**Exercise:**
Please print the listing that follows word for word, but skip any pictures it holds.

**The input:**

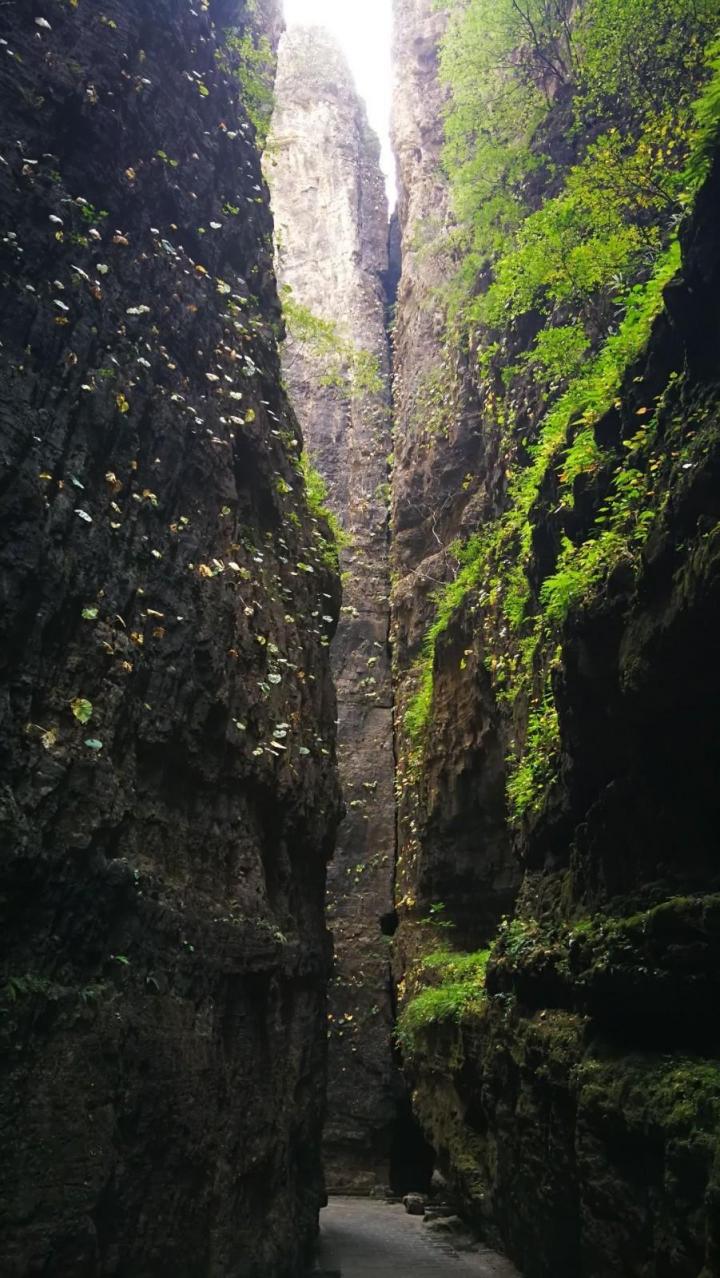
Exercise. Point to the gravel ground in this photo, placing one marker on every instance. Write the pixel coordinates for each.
(366, 1239)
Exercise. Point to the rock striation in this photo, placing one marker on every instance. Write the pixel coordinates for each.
(331, 254)
(453, 844)
(576, 1109)
(168, 787)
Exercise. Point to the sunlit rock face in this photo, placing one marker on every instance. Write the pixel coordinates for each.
(576, 1109)
(453, 844)
(331, 252)
(168, 791)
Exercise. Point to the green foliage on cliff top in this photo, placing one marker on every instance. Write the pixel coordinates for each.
(577, 137)
(342, 364)
(248, 56)
(455, 989)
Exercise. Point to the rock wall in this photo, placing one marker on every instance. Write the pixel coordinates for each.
(576, 1106)
(168, 787)
(331, 235)
(454, 850)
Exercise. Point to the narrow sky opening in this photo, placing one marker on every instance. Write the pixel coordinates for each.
(363, 28)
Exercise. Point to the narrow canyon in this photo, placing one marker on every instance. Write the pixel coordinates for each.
(360, 594)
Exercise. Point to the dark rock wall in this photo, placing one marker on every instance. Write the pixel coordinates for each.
(331, 233)
(578, 1113)
(453, 842)
(168, 792)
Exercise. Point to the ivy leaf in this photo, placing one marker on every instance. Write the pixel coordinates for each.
(82, 709)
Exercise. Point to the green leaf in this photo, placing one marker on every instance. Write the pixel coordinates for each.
(82, 709)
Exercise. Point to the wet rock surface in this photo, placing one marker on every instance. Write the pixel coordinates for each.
(577, 1112)
(331, 234)
(360, 1239)
(168, 794)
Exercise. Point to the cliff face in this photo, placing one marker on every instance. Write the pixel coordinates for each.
(168, 794)
(574, 1102)
(331, 252)
(453, 845)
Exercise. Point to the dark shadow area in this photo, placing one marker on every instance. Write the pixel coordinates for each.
(412, 1159)
(389, 923)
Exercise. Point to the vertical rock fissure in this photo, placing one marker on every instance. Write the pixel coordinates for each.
(333, 262)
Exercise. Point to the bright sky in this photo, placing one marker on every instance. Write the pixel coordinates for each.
(363, 30)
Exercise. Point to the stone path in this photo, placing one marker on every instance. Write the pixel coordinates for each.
(366, 1239)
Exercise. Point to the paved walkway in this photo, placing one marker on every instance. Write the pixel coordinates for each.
(366, 1239)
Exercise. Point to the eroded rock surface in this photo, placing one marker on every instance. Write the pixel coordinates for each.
(331, 234)
(576, 1109)
(453, 844)
(168, 791)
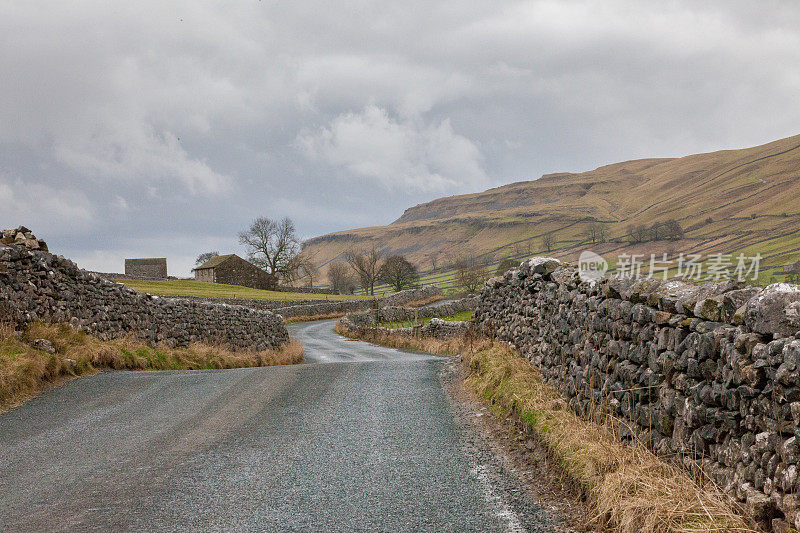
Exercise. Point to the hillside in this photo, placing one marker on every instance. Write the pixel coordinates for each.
(728, 201)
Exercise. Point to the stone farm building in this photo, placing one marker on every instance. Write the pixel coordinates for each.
(234, 270)
(151, 268)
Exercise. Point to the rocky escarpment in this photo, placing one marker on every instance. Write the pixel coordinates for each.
(710, 374)
(36, 285)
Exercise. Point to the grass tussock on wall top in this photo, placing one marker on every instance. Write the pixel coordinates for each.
(630, 489)
(25, 370)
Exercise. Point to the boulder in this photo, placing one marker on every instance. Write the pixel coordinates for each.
(776, 309)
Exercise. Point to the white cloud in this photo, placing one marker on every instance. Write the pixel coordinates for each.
(44, 209)
(131, 155)
(399, 155)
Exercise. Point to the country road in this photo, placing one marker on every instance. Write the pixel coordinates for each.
(362, 438)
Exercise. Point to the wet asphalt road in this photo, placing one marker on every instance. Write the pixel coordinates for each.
(367, 441)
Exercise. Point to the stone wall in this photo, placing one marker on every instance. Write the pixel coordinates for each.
(346, 306)
(294, 308)
(402, 314)
(150, 268)
(709, 374)
(36, 285)
(436, 328)
(306, 290)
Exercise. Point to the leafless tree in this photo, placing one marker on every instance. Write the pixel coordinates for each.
(366, 264)
(637, 234)
(272, 245)
(548, 241)
(434, 260)
(398, 272)
(302, 267)
(470, 275)
(202, 258)
(340, 278)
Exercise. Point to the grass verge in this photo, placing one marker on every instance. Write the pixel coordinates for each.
(628, 487)
(221, 290)
(25, 371)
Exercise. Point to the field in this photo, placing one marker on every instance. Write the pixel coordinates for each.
(220, 290)
(729, 202)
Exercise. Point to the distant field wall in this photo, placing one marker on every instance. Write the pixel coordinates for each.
(296, 308)
(709, 375)
(36, 285)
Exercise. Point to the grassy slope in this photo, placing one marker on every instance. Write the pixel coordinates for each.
(220, 290)
(25, 371)
(729, 202)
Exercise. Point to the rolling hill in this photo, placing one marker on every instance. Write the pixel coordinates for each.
(730, 201)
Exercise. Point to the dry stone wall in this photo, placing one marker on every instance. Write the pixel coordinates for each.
(36, 285)
(295, 308)
(710, 374)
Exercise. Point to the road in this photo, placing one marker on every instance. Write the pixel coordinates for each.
(362, 438)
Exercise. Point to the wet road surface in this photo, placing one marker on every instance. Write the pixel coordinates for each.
(362, 438)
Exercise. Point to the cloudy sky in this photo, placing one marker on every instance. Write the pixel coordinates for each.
(162, 128)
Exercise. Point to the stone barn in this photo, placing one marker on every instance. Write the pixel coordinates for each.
(234, 270)
(150, 268)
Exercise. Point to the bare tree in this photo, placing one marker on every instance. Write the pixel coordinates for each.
(302, 267)
(202, 258)
(340, 278)
(434, 260)
(470, 275)
(637, 234)
(398, 272)
(366, 264)
(548, 242)
(272, 245)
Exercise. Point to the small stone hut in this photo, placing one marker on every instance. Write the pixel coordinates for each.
(234, 270)
(149, 268)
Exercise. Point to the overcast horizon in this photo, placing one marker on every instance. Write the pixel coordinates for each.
(150, 130)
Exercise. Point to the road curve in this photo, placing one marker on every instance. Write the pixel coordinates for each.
(372, 444)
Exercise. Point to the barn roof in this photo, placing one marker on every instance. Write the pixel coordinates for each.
(215, 261)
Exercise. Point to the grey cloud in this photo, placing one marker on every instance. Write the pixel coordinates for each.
(154, 129)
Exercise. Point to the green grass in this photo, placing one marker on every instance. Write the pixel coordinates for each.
(463, 315)
(221, 290)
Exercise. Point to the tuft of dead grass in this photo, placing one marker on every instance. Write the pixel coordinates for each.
(630, 488)
(450, 346)
(26, 371)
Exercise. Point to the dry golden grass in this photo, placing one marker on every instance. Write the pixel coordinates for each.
(629, 488)
(25, 371)
(728, 202)
(452, 346)
(423, 303)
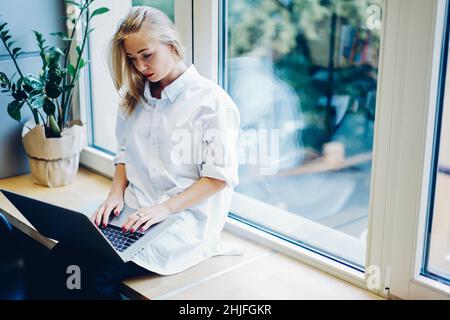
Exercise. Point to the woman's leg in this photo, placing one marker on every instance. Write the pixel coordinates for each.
(99, 278)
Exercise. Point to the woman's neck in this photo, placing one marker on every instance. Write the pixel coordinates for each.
(177, 71)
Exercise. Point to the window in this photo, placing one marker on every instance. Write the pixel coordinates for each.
(304, 77)
(166, 6)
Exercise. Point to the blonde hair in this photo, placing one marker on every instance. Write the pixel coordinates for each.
(125, 76)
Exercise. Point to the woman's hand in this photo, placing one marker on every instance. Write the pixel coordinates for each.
(145, 217)
(112, 203)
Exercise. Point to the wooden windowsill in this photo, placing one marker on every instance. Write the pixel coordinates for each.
(260, 273)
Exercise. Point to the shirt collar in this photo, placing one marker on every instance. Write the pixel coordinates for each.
(173, 90)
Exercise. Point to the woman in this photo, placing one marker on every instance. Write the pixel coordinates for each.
(177, 160)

**Response for this exercise:**
Exercise. Point to the gravel ground in this photo, placing one marker on every instance. Write the pixel coordinates for each.
(366, 1239)
Exercise. Point to the rock striation in this photo, placing one marker on every instance. Write the pixel coordinates for each.
(331, 254)
(453, 844)
(576, 1109)
(168, 787)
Exercise. Point to the sunlit rock face in this photo, placing one marker on every instance. Write the pixel coordinates for each.
(576, 1109)
(453, 844)
(331, 252)
(168, 791)
Exercise. Point to the green foliage on cliff top in this photo, placing one marker on every instance. Write the pixel coordinates for each.
(577, 137)
(342, 364)
(248, 56)
(455, 989)
Exercise. Point to the rock wall in this photo, placing one marker on every instance. Write the pixel coordinates for each.
(576, 1106)
(168, 787)
(331, 235)
(454, 850)
Exercise. Point to the narrow sky opening in this photo, placing one marker on every instance. Write the pixel coordinates for each.
(363, 28)
Exercise. Point to the narrow canyon in this photo, placing one marker on every instance. Write the pixel coordinates for each.
(360, 594)
Exercise. Point to the dark rock wall in this photo, placing one marker on every instance. Write the pixel coordinates for each.
(331, 233)
(578, 1113)
(453, 842)
(168, 792)
Exercise. Point to the ivy leaf in this photo, placing one marker on every instance. Write the pixel coordinates for each.
(82, 709)
Exercise. Point to the green leaf in this photo, placing one marker on every instance. Write the pixel coordinates for each.
(82, 709)
Exercise. Point to the wet rock surface in this photo, placing one marker on every instance. Write the pixel coordinates for each.
(577, 1112)
(331, 234)
(360, 1239)
(168, 794)
Exercise. Point to the cliff face in this photo, placing one marker on every instance. Write the pixel coordinates for each.
(168, 794)
(574, 1102)
(331, 252)
(453, 845)
Exercise. Point to the dark shadow area in this photo, placing one marker on every instance. Write the pixel coordinates for each.
(412, 1159)
(389, 923)
Exercise. Point to the vertical rock fissure in this photo, placing one marker on every instance. Write the pixel coordinates for each.
(333, 262)
Exercise. Point to the bright sky in this photo, placing one marker on every instance. Write the pixel coordinates for each.
(363, 30)
Exercise. Point to the stone path in this photo, placing one marker on every instance. Write the pixel coordinates for each.
(366, 1239)
Exercise. Point to the paved walkway in this photo, placing one marker on every instance. Write the pixel coordinates for each.
(366, 1239)
Exercise. Point to the eroded rock surface in this photo, placing one marker on every instance. Write the pixel coordinates for each.
(331, 234)
(576, 1109)
(453, 844)
(168, 791)
Exercise. Point to the hillside in this photo, placing one marker on every instance. Write the pixel coordinates for each.
(728, 201)
Exercise. Point to the stone farm building in this photo, placing one marker on every instance. Write the pixel coordinates for each.
(234, 270)
(151, 268)
Exercise. Point to the rocky escarpment in this photo, placing one marker on every instance. Write the pixel coordinates for each.
(710, 374)
(36, 285)
Exercise. Point to the grass tussock on wall top in this photo, placing one marker on every instance. Write the pixel coordinates for each.
(630, 489)
(25, 370)
Exercise. Point to the boulder in this photo, placing one marker on every instance. Write the pixel coordinates for each.
(776, 309)
Exercise. Point to the white cloud in this photo, placing one marker on every instance. Write the pixel coordinates for each.
(44, 209)
(131, 155)
(399, 155)
Exercise. Point to the country road in this photo, placing one marker on every instance. Write the pixel coordinates for each.
(362, 438)
Exercise. Point to the wet asphalt road in this photo, placing one marker on every instance. Write the pixel coordinates for each.
(367, 441)
Exercise. Point to the stone wall in this photo, placing one marker on every instance. Write the pixel coordinates for each.
(346, 306)
(294, 308)
(402, 314)
(150, 268)
(709, 374)
(36, 285)
(436, 328)
(306, 290)
Exercise. Point to the leafless tree in this photo, placing one marker on every instance. Write the pixel coordinates for each.
(366, 264)
(637, 234)
(272, 245)
(548, 241)
(434, 260)
(398, 272)
(302, 267)
(470, 275)
(202, 258)
(340, 278)
Exercise. Point to the grass verge in this photo, placing one marker on every instance. Write the pixel coordinates for each.
(628, 487)
(221, 290)
(25, 371)
Exercise. Point to the field in this photo, placing one marker on every instance. Write the pixel coordinates for each.
(220, 290)
(729, 202)
Exercise. Point to the distant field wall in this photo, placing one marker on every instance. Write the pixel coordinates for each.
(296, 308)
(709, 375)
(36, 285)
Exercise. Point to the grassy slope in this photo, placing one marker on every instance. Write the pixel coordinates for each.
(220, 290)
(25, 371)
(729, 202)
Exercise. Point to the rolling hill in this photo, placing one marker on every instance. Write the pixel coordinates for each.
(730, 201)
Exercise. Point to the dry stone wall in this photo, placing one marker on every instance. Write the pixel coordinates for each.
(36, 285)
(295, 308)
(710, 374)
Exercise. Point to the road in this photo, placing one marker on every instance. Write the pixel coordinates for each.
(362, 438)
Exercise. Point to the wet road surface in this photo, placing one marker on every instance. Write the pixel coordinates for each.
(362, 438)
Exercise. Point to the cloudy sky in this photo, placing one marker on every instance. Write the pixel coordinates for each.
(162, 128)
Exercise. Point to the stone barn in this photo, placing one marker on every instance. Write the pixel coordinates for each.
(234, 270)
(150, 268)
Exercise. Point to the bare tree in this photo, placing one marker on every instance. Write the pixel coordinates for each.
(302, 267)
(202, 258)
(340, 278)
(434, 260)
(470, 275)
(637, 234)
(398, 272)
(366, 264)
(548, 242)
(272, 245)
Exercise. Point to the small stone hut in this photo, placing one marker on every instance. Write the pixel coordinates for each.
(234, 270)
(149, 268)
Exercise. Point to the overcast horizon in this photo, placing one marker on every instance. Write the pixel coordinates for each.
(150, 130)
Exercise. Point to the road curve in this photo, placing one marker on every instance. Write the pixel coordinates for each.
(372, 444)
Exercise. Point to the barn roof in this photo, placing one marker on every instance. Write the pixel coordinates for each.
(215, 261)
Exercise. Point to the grey cloud in this photo, placing one marker on every instance. Write the pixel coordinates for each.
(154, 129)
Exercise. Point to the green grass in this photo, placing one marker on every instance. Write the pixel coordinates for each.
(463, 315)
(221, 290)
Exercise. Point to the tuft of dead grass in this photo, placing one marker on every instance. Write the pixel coordinates for each.
(630, 488)
(450, 346)
(26, 371)
Exercise. Point to the dry golden grass in this photo, placing one marker on every instance. Write the pixel coordinates for each.
(629, 488)
(25, 371)
(728, 202)
(452, 346)
(423, 303)
Exercise. Point to the woman's leg in this photo, placing one marker on every instance. Write the pixel coordinates for each.
(99, 278)
Exercise. Point to the woman's neck in this photo, placing one marker on every instance. Write the pixel coordinates for each.
(177, 71)
Exercise. Point to the window in this photo, placing one marker on every instance. Write the pixel coordinates for each.
(304, 77)
(166, 6)
Exercise. Point to the blonde hair in this photo, placing one marker on every instance. Write the pixel coordinates for each.
(125, 76)
Exercise. Point to the woman's hand in this photo, placing one marker on every instance. Write the pixel coordinates for each.
(145, 217)
(112, 203)
Exercise. Point to the wooden windowsill in this photo, placing one marker on every instance. Write the pixel coordinates for each.
(260, 273)
Exercise. Point to the shirt collar in this photo, placing one marker on every instance. Write the pixel coordinates for each.
(173, 90)
Exercise. Point to the woman in this photo, placing one marker on every instance. Write the pixel coordinates for each.
(177, 160)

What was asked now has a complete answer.